(Rows from a pointing dataset)
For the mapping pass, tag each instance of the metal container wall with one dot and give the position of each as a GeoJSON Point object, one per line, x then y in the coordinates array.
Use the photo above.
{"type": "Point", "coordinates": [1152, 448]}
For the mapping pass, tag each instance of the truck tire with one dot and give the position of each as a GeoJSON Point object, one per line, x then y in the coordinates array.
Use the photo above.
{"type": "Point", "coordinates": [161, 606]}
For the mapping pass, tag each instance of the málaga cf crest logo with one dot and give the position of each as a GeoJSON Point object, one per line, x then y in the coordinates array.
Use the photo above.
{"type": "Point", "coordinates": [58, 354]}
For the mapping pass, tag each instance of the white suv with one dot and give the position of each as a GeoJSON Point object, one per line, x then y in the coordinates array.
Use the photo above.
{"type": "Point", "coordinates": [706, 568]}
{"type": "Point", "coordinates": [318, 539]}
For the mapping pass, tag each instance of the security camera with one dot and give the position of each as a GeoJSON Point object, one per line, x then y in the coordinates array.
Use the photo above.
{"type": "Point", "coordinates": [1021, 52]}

YOUR GOAL ▸
Rewrite all the entries above, switching "mapping pass" to "labeling pass" wherever it occurs and leaving every other line and word unchanged.

ANSWER TO THE EXERCISE ▸
For the labeling pass, tag each instance of the metal container wall with one dot and give the position of each as a GeoJSON Point object, one per line, x then y in the coordinates array.
Use the photo above.
{"type": "Point", "coordinates": [1152, 448]}
For the labeling pass, tag each instance of the truck tire with one dot and give the position of each as a GeoJSON Point object, one per line, x then y in the coordinates array.
Use the photo above.
{"type": "Point", "coordinates": [161, 606]}
For the labeling pass, tag each instance of the málaga cf crest logo with one dot and give the position of each as a GeoJSON Point object, one per line, x then y in the coordinates array.
Use the photo above.
{"type": "Point", "coordinates": [58, 354]}
For the labeling pass, tag each instance of the white suv with one dot and give the position of each as a GeoJSON Point object, one per line, x then y in the coordinates array.
Use the photo above.
{"type": "Point", "coordinates": [706, 568]}
{"type": "Point", "coordinates": [318, 539]}
For the labeling pass, tag each instance of the security camera with one dot and give the position of each as a GeoJSON Point object, one per line, x then y in the coordinates array.
Use the photo above.
{"type": "Point", "coordinates": [1021, 52]}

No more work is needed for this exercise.